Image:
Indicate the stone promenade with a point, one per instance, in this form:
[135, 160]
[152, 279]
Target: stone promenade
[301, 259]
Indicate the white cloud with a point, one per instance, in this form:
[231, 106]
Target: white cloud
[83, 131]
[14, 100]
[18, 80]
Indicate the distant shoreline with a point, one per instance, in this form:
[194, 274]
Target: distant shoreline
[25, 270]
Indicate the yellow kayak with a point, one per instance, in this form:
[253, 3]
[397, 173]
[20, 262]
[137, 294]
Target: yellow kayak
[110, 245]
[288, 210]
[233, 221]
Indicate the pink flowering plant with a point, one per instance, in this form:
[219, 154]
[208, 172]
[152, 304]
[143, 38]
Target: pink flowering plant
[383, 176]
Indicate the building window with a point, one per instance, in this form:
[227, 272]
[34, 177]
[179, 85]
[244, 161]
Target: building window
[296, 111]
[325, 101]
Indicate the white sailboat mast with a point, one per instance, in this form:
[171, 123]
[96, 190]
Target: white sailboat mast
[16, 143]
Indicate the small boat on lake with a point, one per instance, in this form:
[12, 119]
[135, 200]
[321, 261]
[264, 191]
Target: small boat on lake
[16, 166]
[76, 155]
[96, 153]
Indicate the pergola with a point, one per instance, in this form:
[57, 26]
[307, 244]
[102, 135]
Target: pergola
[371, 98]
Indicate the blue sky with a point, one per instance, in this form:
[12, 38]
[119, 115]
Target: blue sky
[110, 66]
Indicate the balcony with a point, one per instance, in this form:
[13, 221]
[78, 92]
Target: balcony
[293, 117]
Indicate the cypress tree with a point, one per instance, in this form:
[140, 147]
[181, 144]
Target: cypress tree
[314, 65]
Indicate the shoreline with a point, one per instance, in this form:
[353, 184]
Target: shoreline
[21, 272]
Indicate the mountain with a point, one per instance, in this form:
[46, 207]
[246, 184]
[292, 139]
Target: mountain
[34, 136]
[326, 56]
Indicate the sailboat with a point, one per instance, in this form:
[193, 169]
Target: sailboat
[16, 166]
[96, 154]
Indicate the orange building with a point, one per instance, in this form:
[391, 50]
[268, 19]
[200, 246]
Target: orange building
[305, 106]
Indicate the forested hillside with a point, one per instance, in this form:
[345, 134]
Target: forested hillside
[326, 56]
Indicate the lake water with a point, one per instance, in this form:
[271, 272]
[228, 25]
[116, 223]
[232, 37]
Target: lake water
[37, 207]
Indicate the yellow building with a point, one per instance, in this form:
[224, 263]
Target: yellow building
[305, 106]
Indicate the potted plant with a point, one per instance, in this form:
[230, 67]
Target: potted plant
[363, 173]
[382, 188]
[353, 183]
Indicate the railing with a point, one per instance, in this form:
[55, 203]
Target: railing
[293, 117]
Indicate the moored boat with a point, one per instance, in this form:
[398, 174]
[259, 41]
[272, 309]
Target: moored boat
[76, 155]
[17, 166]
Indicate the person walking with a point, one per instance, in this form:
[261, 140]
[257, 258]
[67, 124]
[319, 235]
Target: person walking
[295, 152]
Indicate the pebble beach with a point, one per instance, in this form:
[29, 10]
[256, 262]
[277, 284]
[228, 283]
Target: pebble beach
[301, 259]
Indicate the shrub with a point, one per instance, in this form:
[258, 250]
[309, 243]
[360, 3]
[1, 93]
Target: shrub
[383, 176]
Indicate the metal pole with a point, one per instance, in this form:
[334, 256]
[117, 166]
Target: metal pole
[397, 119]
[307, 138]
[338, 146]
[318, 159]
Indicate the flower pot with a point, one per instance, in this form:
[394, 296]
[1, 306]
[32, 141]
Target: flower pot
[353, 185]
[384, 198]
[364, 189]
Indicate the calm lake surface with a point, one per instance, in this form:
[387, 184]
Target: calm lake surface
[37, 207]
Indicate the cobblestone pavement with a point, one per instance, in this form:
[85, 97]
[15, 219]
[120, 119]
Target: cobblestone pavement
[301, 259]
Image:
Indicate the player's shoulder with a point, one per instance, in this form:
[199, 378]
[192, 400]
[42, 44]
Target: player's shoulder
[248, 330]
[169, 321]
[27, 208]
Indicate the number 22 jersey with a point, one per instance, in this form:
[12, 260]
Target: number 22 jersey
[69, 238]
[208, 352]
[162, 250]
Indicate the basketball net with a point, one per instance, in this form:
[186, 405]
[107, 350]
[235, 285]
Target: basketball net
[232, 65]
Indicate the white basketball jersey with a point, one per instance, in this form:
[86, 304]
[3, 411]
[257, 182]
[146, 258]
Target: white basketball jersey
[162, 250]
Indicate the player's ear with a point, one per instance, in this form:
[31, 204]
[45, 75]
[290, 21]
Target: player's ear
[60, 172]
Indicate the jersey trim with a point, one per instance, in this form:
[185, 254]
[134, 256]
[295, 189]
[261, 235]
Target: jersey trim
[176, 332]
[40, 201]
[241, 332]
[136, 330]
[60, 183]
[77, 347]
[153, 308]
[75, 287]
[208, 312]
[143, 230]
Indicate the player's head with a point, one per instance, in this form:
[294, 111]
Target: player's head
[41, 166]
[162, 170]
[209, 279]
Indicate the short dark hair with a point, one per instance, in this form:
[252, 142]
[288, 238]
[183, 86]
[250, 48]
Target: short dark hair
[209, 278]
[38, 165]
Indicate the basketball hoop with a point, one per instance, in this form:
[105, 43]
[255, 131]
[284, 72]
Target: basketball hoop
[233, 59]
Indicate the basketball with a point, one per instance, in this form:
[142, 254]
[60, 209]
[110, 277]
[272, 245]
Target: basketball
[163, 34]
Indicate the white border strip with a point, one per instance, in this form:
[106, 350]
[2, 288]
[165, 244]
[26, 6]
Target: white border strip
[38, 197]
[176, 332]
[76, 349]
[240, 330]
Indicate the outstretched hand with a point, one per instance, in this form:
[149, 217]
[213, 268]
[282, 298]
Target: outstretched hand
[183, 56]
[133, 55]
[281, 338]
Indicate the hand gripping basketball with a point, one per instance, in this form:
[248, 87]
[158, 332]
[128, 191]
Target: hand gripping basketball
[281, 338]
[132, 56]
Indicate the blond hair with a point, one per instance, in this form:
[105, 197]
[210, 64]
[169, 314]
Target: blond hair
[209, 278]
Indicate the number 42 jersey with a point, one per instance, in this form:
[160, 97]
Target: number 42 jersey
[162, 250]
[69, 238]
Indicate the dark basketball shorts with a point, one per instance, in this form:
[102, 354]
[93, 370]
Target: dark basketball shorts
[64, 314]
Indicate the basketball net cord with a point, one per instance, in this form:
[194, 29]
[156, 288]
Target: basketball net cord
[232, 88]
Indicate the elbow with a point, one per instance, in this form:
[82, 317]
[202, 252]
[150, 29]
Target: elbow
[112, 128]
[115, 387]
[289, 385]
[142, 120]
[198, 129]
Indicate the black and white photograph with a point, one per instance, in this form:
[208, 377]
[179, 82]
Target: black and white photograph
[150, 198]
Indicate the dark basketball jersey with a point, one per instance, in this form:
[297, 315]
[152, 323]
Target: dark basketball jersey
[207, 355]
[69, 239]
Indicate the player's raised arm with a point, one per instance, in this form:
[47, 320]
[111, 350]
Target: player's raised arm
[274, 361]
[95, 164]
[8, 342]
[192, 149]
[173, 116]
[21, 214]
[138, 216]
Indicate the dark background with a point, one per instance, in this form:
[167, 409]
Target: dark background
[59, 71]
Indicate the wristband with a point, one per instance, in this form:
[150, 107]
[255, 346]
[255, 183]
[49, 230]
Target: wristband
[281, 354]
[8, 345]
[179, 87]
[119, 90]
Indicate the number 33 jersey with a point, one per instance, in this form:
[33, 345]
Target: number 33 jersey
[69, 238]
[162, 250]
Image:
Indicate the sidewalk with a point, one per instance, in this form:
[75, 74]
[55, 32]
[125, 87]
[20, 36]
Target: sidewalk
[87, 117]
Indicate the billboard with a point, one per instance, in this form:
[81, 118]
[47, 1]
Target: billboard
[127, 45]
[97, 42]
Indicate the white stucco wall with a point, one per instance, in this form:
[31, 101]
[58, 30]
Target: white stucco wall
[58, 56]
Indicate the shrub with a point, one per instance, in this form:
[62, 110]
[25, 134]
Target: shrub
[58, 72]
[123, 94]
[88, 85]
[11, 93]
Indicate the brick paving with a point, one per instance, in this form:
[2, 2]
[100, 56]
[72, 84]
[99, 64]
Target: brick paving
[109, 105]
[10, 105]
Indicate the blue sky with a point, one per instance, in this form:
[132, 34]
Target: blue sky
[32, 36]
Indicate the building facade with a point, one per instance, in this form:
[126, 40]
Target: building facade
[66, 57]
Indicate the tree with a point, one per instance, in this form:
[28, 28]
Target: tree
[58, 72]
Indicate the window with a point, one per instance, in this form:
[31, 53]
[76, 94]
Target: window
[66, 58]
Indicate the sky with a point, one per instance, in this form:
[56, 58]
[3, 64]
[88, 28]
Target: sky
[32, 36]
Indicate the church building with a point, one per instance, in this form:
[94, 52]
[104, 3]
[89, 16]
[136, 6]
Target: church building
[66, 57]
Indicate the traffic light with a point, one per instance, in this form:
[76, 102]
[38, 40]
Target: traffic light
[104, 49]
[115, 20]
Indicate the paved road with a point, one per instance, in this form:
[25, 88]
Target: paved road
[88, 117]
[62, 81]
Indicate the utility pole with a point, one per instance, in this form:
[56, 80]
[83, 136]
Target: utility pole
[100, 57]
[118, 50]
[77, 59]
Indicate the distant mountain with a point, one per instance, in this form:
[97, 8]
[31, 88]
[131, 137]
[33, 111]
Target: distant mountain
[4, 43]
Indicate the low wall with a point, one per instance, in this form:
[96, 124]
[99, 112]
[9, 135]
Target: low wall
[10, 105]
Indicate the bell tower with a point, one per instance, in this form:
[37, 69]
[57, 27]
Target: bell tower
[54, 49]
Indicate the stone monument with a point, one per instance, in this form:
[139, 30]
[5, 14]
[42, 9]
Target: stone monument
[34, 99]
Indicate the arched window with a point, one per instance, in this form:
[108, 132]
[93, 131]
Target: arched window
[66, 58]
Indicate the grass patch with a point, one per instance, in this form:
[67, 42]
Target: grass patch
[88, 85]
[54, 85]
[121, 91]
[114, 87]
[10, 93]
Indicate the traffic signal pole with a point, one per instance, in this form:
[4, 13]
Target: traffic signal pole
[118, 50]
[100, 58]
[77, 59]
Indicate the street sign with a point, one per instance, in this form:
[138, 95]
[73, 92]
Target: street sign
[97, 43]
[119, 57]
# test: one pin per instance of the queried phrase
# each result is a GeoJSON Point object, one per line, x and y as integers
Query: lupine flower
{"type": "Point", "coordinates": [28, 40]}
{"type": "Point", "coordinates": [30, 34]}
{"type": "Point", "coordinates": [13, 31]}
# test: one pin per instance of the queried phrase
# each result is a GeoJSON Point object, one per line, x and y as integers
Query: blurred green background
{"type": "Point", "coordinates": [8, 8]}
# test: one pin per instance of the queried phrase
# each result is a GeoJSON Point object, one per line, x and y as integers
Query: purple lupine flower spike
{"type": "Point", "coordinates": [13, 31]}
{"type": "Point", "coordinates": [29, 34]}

=======

### [To be done]
Extract every line of the data above that contains the word "head", copying each line whole.

### [Correct result]
Indicate the player's head with a point, one per instance, in this form:
Target: player's head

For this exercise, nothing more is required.